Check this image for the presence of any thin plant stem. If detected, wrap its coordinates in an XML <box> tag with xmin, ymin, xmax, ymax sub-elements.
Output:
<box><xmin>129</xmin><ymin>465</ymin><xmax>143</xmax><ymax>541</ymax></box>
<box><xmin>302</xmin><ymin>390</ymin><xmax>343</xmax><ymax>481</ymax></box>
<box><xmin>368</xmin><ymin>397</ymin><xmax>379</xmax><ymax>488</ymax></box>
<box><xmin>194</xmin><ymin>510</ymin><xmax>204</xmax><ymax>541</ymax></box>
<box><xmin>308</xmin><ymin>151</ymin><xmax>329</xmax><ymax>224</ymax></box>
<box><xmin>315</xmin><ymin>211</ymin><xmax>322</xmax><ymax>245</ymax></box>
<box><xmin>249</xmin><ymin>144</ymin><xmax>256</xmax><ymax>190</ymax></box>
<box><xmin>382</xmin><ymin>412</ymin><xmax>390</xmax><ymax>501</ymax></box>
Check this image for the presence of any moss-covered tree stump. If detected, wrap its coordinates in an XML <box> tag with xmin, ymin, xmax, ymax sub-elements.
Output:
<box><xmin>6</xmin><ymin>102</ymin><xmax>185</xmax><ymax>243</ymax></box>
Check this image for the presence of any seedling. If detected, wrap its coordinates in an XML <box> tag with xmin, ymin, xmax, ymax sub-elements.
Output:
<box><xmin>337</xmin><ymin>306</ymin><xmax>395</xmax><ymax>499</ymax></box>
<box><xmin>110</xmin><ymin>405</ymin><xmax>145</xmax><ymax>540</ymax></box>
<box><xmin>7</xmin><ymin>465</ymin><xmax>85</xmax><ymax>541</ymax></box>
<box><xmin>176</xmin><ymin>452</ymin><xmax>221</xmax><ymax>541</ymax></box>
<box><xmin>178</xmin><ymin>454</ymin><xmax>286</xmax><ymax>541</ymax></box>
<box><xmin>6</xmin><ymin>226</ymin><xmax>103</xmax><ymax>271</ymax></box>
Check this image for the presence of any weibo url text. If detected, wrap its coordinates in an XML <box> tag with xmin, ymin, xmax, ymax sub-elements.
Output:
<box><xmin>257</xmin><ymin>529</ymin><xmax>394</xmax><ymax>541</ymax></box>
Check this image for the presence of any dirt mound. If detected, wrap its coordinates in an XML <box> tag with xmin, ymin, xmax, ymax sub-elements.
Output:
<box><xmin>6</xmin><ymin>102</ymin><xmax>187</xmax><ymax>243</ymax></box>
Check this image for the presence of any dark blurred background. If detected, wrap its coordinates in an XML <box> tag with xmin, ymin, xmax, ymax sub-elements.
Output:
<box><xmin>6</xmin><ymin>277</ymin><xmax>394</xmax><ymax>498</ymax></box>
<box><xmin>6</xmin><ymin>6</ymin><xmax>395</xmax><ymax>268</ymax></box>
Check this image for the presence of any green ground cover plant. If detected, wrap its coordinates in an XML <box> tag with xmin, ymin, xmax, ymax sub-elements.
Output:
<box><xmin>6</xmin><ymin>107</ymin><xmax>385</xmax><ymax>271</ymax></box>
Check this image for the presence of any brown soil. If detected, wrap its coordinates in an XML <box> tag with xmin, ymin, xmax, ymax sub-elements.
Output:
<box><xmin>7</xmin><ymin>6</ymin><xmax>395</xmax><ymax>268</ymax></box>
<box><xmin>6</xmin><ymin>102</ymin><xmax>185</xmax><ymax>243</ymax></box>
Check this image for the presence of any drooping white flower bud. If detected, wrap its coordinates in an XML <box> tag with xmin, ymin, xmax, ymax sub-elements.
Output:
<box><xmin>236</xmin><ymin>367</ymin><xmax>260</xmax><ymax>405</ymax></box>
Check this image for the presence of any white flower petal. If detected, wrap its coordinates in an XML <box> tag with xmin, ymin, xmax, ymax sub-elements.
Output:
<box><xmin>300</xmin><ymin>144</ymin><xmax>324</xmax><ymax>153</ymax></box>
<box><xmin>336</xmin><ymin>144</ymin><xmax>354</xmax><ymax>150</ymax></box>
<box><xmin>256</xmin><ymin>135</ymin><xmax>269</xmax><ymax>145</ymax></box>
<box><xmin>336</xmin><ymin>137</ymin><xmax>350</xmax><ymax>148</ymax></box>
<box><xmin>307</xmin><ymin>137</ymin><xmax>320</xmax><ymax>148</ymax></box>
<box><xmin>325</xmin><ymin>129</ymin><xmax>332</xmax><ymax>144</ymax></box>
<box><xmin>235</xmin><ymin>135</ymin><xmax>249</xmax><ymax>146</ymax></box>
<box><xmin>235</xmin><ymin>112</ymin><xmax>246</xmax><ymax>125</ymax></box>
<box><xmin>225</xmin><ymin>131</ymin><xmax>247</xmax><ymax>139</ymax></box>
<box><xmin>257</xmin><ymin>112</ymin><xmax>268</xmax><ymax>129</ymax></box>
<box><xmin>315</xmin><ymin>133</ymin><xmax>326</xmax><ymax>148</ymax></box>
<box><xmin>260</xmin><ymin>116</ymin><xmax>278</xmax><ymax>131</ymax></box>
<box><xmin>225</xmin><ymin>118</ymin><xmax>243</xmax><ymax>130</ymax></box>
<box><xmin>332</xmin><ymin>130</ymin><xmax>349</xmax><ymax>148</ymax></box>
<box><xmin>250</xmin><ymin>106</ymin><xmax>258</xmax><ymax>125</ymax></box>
___
OBJECTIVE | Every line of the data above should be reproduced word for word.

SOLUTION TO THIS PROBLEM |
Check this image for the presence of any thin plant stem. If detected, wrap its coordinates in an XML <box> tag with xmin, ymin, xmax, ymax sub-elements.
Output:
<box><xmin>129</xmin><ymin>465</ymin><xmax>143</xmax><ymax>541</ymax></box>
<box><xmin>302</xmin><ymin>390</ymin><xmax>343</xmax><ymax>481</ymax></box>
<box><xmin>368</xmin><ymin>397</ymin><xmax>379</xmax><ymax>488</ymax></box>
<box><xmin>194</xmin><ymin>510</ymin><xmax>204</xmax><ymax>541</ymax></box>
<box><xmin>308</xmin><ymin>151</ymin><xmax>329</xmax><ymax>224</ymax></box>
<box><xmin>315</xmin><ymin>211</ymin><xmax>322</xmax><ymax>245</ymax></box>
<box><xmin>249</xmin><ymin>144</ymin><xmax>256</xmax><ymax>190</ymax></box>
<box><xmin>382</xmin><ymin>412</ymin><xmax>390</xmax><ymax>501</ymax></box>
Check this image for the presence of any moss-covered tree stump. If detected, wrap its coordinates in an XML <box> tag with xmin, ymin, xmax, ymax sub-elements.
Output:
<box><xmin>6</xmin><ymin>102</ymin><xmax>185</xmax><ymax>243</ymax></box>
Check this image for the presence of any seedling. If detected, wrap its coordinates in an XML <box> tag with xmin, ymin, xmax, ymax sub-elements.
Output:
<box><xmin>337</xmin><ymin>306</ymin><xmax>395</xmax><ymax>499</ymax></box>
<box><xmin>110</xmin><ymin>405</ymin><xmax>145</xmax><ymax>540</ymax></box>
<box><xmin>7</xmin><ymin>465</ymin><xmax>85</xmax><ymax>541</ymax></box>
<box><xmin>176</xmin><ymin>452</ymin><xmax>221</xmax><ymax>541</ymax></box>
<box><xmin>178</xmin><ymin>454</ymin><xmax>286</xmax><ymax>541</ymax></box>
<box><xmin>6</xmin><ymin>226</ymin><xmax>103</xmax><ymax>271</ymax></box>
Check this image for the presence of any weibo url text. If detected, wrap its coordinates in an XML <box> tag with xmin, ymin, xmax, ymax sub-elements.
Output:
<box><xmin>257</xmin><ymin>529</ymin><xmax>394</xmax><ymax>541</ymax></box>
Check this image for the presence of any dirt mound. If detected, wrap its coordinates in an XML <box> tag with xmin, ymin, xmax, ymax sub-elements.
Output:
<box><xmin>6</xmin><ymin>102</ymin><xmax>187</xmax><ymax>243</ymax></box>
Check this image for the presence of any dark blurred background. If detected, wrap its coordinates in an XML <box> tag with xmin, ymin, xmax, ymax sub-elements.
Output:
<box><xmin>6</xmin><ymin>277</ymin><xmax>394</xmax><ymax>498</ymax></box>
<box><xmin>6</xmin><ymin>6</ymin><xmax>395</xmax><ymax>268</ymax></box>
Check this image for the presence of any green ground cover plant. If detected, wrap its coordinates in an XML <box> tag with xmin, ymin, xmax, ymax sub-elements.
Output:
<box><xmin>6</xmin><ymin>107</ymin><xmax>385</xmax><ymax>271</ymax></box>
Check this image for the presence of any brown soil. If detected, wrap its coordinates in an XML <box> tag with xmin, ymin, xmax, ymax sub-elements.
Output:
<box><xmin>7</xmin><ymin>6</ymin><xmax>395</xmax><ymax>268</ymax></box>
<box><xmin>6</xmin><ymin>102</ymin><xmax>185</xmax><ymax>243</ymax></box>
Check this image for the presence of any drooping white flower bud. If detected, wrap its coordinates in an XML <box> tag with xmin, ymin, xmax, ymax sub-elements.
Output:
<box><xmin>236</xmin><ymin>367</ymin><xmax>260</xmax><ymax>405</ymax></box>
Check this image for the presence of any white flower petal. If detected, wrap its coordinates in an XML <box> tag with xmin, ymin, xmax, ymax sub-elements.
Output:
<box><xmin>300</xmin><ymin>144</ymin><xmax>324</xmax><ymax>153</ymax></box>
<box><xmin>336</xmin><ymin>144</ymin><xmax>354</xmax><ymax>150</ymax></box>
<box><xmin>256</xmin><ymin>135</ymin><xmax>269</xmax><ymax>145</ymax></box>
<box><xmin>336</xmin><ymin>137</ymin><xmax>350</xmax><ymax>148</ymax></box>
<box><xmin>307</xmin><ymin>137</ymin><xmax>320</xmax><ymax>148</ymax></box>
<box><xmin>325</xmin><ymin>129</ymin><xmax>332</xmax><ymax>144</ymax></box>
<box><xmin>235</xmin><ymin>135</ymin><xmax>249</xmax><ymax>146</ymax></box>
<box><xmin>235</xmin><ymin>112</ymin><xmax>246</xmax><ymax>125</ymax></box>
<box><xmin>225</xmin><ymin>131</ymin><xmax>247</xmax><ymax>139</ymax></box>
<box><xmin>257</xmin><ymin>112</ymin><xmax>268</xmax><ymax>129</ymax></box>
<box><xmin>315</xmin><ymin>133</ymin><xmax>326</xmax><ymax>148</ymax></box>
<box><xmin>260</xmin><ymin>116</ymin><xmax>278</xmax><ymax>131</ymax></box>
<box><xmin>225</xmin><ymin>118</ymin><xmax>243</xmax><ymax>130</ymax></box>
<box><xmin>332</xmin><ymin>130</ymin><xmax>349</xmax><ymax>148</ymax></box>
<box><xmin>250</xmin><ymin>106</ymin><xmax>258</xmax><ymax>125</ymax></box>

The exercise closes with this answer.